··· Excerpted records

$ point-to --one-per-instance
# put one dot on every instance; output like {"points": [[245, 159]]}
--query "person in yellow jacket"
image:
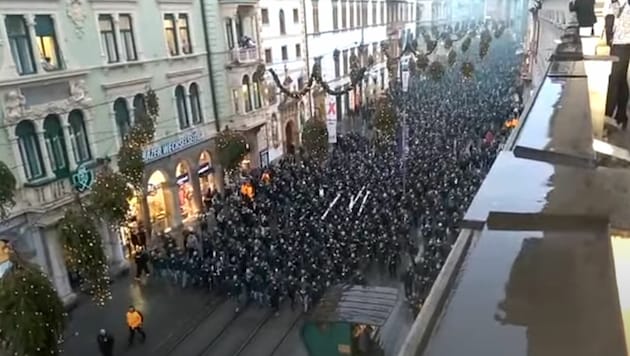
{"points": [[135, 319]]}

······

● Task statement: Reproduce every line of the listing above, requests included, without the picture. Scale each point coordinate in the answers by 1.85 and round to whole numbers (halves round up), leaving the numbers in the requests and their format sample unchanged.

● Written answer:
$ point-to --one-per-instance
# put one dot on every instance; output like {"points": [[245, 159]]}
--query "person in yellow jacket"
image:
{"points": [[250, 590]]}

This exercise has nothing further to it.